Given exercise: Give only the number of lines in the entries below that contain the string "wheel". Letter case must match.

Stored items
--------

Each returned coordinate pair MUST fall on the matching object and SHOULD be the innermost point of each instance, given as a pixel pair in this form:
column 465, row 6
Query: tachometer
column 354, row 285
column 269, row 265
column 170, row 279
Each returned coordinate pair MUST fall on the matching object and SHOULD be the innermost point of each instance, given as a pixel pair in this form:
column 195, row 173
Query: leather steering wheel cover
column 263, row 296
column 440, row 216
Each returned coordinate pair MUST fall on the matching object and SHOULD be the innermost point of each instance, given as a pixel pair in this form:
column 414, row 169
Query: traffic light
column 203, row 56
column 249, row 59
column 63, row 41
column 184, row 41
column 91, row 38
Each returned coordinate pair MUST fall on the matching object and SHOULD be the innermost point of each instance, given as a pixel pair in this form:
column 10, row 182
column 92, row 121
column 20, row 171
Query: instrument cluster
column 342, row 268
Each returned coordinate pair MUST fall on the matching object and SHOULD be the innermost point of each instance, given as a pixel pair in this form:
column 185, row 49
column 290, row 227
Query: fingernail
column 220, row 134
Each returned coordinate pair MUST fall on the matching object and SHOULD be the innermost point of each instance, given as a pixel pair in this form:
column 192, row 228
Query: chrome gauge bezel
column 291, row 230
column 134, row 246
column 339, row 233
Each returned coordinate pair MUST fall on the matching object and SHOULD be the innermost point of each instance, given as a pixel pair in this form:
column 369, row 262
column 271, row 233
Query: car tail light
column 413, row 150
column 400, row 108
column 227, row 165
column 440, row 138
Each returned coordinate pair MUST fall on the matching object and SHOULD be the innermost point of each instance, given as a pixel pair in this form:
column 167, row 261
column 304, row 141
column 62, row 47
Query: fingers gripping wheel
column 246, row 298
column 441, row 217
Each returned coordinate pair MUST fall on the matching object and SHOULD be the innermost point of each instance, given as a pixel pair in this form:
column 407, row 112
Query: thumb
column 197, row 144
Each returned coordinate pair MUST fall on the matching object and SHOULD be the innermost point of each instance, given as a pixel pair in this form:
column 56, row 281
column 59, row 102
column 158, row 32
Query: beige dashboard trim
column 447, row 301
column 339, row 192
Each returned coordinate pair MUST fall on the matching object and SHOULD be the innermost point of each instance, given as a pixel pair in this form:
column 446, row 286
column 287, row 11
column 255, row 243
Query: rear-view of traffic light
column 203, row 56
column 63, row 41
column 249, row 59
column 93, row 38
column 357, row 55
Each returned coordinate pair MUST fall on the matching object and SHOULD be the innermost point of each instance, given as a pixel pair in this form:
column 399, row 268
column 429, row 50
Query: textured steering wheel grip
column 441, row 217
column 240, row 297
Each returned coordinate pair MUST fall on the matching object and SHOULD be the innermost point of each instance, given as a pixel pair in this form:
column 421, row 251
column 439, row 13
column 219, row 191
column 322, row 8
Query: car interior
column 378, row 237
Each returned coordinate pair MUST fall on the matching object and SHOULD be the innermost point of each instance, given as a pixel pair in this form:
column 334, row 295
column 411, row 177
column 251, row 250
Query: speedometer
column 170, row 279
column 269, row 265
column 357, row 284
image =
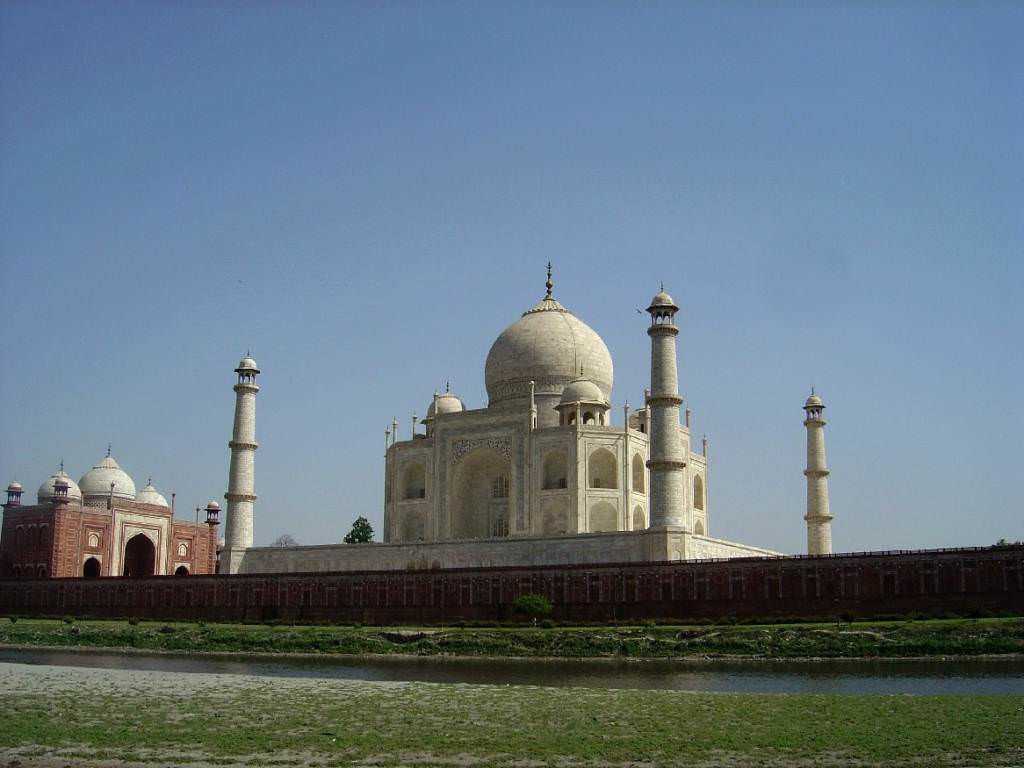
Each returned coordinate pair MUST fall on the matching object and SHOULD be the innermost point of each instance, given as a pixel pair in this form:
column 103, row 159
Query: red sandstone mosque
column 101, row 526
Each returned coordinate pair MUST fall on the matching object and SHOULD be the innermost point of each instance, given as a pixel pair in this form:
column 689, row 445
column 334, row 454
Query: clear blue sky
column 366, row 196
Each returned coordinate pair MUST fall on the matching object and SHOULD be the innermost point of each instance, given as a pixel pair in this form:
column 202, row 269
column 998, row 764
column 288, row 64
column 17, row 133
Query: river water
column 846, row 676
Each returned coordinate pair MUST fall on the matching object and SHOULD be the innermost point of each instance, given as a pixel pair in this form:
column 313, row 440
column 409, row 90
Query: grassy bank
column 878, row 639
column 72, row 717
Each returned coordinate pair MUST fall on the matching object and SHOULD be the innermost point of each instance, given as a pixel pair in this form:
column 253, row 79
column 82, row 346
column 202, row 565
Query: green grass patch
column 86, row 716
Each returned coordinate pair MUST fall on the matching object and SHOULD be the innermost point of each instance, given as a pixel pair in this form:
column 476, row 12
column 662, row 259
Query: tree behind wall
column 361, row 532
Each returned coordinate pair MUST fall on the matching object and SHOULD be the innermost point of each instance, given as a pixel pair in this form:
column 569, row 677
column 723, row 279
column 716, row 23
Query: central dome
column 548, row 345
column 95, row 483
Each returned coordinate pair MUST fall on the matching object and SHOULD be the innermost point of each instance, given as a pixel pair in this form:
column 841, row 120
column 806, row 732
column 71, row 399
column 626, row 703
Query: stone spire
column 818, row 517
column 240, row 496
column 668, row 459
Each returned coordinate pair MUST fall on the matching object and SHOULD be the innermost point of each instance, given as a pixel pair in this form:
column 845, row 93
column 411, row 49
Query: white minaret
column 668, row 459
column 240, row 496
column 818, row 517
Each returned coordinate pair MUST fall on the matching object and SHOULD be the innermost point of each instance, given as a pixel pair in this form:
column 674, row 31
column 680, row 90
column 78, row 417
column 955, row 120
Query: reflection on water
column 981, row 676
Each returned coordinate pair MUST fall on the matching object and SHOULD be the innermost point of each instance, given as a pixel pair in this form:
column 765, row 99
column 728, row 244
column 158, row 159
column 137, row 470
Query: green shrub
column 534, row 606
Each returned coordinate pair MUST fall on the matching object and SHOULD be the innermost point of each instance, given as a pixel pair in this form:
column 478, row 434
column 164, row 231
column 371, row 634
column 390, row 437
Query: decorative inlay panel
column 461, row 448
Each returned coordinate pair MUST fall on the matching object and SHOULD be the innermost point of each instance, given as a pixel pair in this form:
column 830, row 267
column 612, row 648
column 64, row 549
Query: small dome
column 662, row 299
column 150, row 495
column 45, row 494
column 582, row 390
column 446, row 403
column 96, row 482
column 247, row 365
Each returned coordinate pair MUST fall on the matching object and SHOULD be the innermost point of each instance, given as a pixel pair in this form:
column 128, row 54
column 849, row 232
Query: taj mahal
column 540, row 476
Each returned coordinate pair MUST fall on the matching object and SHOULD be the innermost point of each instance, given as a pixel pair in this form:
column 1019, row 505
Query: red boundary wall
column 964, row 582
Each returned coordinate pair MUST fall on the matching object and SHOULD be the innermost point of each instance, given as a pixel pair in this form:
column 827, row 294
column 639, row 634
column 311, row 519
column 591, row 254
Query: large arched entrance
column 480, row 496
column 140, row 556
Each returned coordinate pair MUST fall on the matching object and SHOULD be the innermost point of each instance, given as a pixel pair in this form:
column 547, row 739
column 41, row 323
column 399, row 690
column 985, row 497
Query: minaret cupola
column 583, row 402
column 14, row 492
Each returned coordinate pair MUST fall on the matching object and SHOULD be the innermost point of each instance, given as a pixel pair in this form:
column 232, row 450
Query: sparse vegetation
column 361, row 532
column 872, row 639
column 534, row 606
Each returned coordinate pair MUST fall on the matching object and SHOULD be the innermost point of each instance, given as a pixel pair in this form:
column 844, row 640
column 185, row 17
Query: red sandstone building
column 99, row 527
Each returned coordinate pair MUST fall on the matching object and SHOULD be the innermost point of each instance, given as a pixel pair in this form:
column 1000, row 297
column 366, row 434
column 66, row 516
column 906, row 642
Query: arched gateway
column 140, row 556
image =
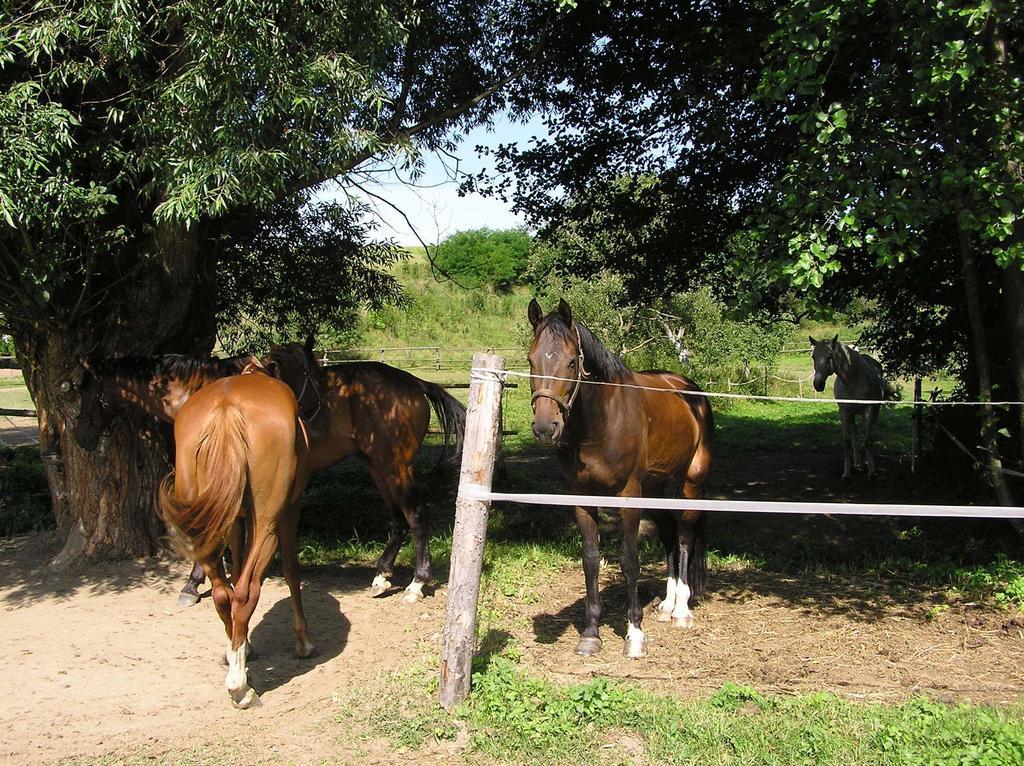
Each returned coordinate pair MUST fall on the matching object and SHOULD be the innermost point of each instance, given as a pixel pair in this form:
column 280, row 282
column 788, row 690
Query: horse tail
column 200, row 523
column 452, row 417
column 890, row 391
column 696, row 568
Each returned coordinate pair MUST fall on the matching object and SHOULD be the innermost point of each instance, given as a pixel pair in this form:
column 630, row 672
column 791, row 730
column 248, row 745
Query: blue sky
column 433, row 206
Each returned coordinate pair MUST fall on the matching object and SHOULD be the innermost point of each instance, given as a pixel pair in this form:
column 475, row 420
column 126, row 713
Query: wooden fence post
column 482, row 428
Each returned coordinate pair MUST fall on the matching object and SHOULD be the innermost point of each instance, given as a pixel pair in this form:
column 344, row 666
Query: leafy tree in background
column 913, row 142
column 156, row 164
column 862, row 149
column 484, row 256
column 656, row 152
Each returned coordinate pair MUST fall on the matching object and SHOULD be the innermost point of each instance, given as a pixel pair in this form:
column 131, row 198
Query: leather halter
column 306, row 380
column 546, row 393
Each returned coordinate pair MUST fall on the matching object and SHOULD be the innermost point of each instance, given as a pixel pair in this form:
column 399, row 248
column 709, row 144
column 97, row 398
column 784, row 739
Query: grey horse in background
column 857, row 377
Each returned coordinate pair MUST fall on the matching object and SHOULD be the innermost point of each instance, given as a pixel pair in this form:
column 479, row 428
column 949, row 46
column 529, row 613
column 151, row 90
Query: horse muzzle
column 546, row 430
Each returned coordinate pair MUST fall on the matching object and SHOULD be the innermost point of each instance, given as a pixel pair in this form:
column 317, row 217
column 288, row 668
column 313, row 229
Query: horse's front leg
column 590, row 640
column 847, row 420
column 636, row 642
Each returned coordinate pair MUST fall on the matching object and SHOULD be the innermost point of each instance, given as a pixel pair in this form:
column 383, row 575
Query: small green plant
column 25, row 501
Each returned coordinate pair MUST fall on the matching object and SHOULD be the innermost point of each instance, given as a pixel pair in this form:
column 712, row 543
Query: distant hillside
column 437, row 312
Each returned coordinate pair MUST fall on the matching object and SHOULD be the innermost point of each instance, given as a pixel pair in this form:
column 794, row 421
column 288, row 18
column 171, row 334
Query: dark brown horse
column 242, row 460
column 381, row 414
column 613, row 439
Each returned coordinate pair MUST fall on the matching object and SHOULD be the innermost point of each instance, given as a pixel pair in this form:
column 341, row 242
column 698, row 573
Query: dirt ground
column 102, row 663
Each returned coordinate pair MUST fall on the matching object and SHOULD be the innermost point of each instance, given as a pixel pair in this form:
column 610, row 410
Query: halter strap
column 547, row 393
column 306, row 380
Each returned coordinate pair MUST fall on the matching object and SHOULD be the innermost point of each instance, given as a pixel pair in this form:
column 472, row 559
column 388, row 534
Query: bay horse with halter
column 857, row 377
column 242, row 460
column 380, row 413
column 624, row 439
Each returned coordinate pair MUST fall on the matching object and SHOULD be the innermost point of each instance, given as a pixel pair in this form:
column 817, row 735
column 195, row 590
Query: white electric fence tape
column 477, row 373
column 478, row 493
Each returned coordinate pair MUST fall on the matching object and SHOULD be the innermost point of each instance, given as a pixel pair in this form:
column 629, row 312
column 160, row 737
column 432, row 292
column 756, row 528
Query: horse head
column 823, row 355
column 556, row 362
column 295, row 365
column 94, row 412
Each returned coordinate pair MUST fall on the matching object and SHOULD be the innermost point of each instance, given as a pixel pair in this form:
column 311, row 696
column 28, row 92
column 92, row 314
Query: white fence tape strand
column 472, row 492
column 718, row 394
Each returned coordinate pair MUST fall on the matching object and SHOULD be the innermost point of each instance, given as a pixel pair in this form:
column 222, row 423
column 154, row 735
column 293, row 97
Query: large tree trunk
column 979, row 352
column 1013, row 311
column 104, row 501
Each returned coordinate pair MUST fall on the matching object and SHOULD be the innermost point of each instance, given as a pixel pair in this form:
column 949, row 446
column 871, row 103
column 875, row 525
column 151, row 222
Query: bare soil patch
column 101, row 662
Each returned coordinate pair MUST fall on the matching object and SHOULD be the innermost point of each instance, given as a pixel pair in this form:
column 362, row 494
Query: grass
column 512, row 717
column 25, row 500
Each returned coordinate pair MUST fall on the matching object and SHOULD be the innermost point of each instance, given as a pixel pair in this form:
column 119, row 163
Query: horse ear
column 535, row 312
column 564, row 310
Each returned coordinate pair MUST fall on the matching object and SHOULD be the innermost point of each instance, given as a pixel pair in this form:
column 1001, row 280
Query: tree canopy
column 157, row 168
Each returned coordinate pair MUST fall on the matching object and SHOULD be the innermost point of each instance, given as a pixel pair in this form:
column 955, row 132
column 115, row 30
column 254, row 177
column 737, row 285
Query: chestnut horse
column 368, row 409
column 158, row 385
column 380, row 413
column 616, row 439
column 241, row 463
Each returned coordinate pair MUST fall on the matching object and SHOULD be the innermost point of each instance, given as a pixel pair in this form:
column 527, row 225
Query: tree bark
column 1012, row 278
column 979, row 350
column 103, row 501
column 1013, row 311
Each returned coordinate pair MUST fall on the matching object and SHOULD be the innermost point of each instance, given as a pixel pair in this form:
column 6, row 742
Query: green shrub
column 483, row 256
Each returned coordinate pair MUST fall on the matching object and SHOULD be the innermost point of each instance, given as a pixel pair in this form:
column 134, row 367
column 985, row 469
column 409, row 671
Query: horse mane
column 181, row 366
column 171, row 365
column 599, row 360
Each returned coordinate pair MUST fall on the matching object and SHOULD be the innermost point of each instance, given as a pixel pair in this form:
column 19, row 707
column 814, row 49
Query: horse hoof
column 245, row 697
column 635, row 649
column 412, row 596
column 588, row 646
column 251, row 653
column 380, row 586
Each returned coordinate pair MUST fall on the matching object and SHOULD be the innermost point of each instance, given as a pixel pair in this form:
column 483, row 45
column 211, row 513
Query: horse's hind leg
column 288, row 533
column 636, row 642
column 870, row 414
column 666, row 522
column 401, row 487
column 244, row 601
column 385, row 564
column 691, row 561
column 189, row 593
column 220, row 590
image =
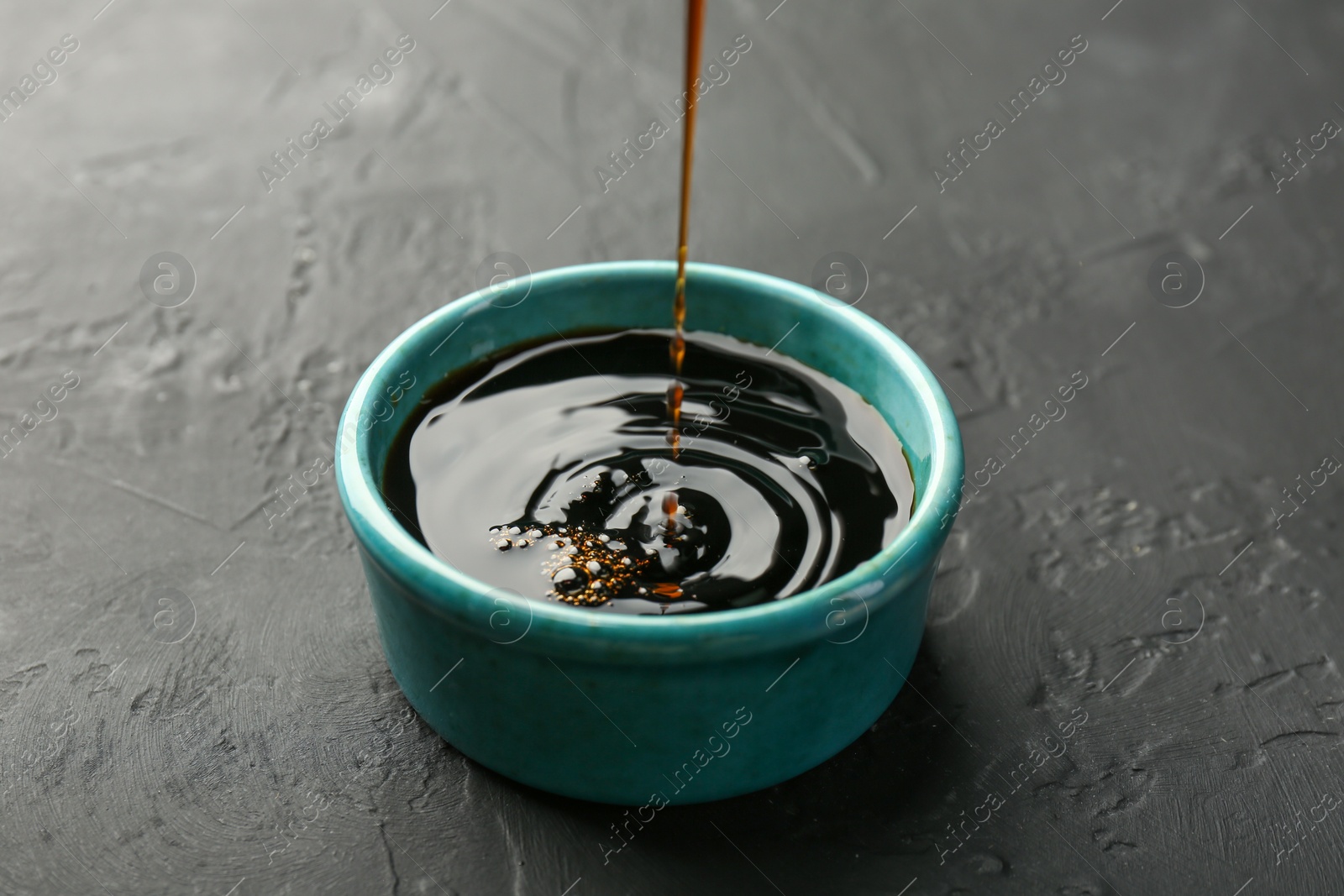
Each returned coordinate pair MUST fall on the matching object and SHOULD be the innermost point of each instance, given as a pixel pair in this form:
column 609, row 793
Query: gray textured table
column 192, row 698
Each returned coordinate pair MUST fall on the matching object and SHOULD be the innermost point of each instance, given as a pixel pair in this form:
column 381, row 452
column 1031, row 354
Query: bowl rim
column 456, row 595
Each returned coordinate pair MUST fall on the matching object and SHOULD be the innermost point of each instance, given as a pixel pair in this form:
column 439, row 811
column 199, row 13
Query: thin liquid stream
column 694, row 29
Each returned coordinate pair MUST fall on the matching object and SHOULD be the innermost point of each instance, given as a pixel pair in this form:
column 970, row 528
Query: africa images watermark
column 718, row 747
column 1053, row 74
column 716, row 74
column 1303, row 155
column 995, row 801
column 44, row 73
column 381, row 71
column 1016, row 443
column 42, row 411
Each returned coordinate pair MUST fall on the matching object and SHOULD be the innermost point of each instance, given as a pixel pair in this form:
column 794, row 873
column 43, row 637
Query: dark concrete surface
column 195, row 701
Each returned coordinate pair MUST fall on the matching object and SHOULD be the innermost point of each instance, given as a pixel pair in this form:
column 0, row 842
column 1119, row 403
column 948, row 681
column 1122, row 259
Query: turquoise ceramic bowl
column 638, row 710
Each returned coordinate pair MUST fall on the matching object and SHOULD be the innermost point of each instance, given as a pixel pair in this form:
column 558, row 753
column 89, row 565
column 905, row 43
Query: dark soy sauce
column 546, row 472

--------

Response: 3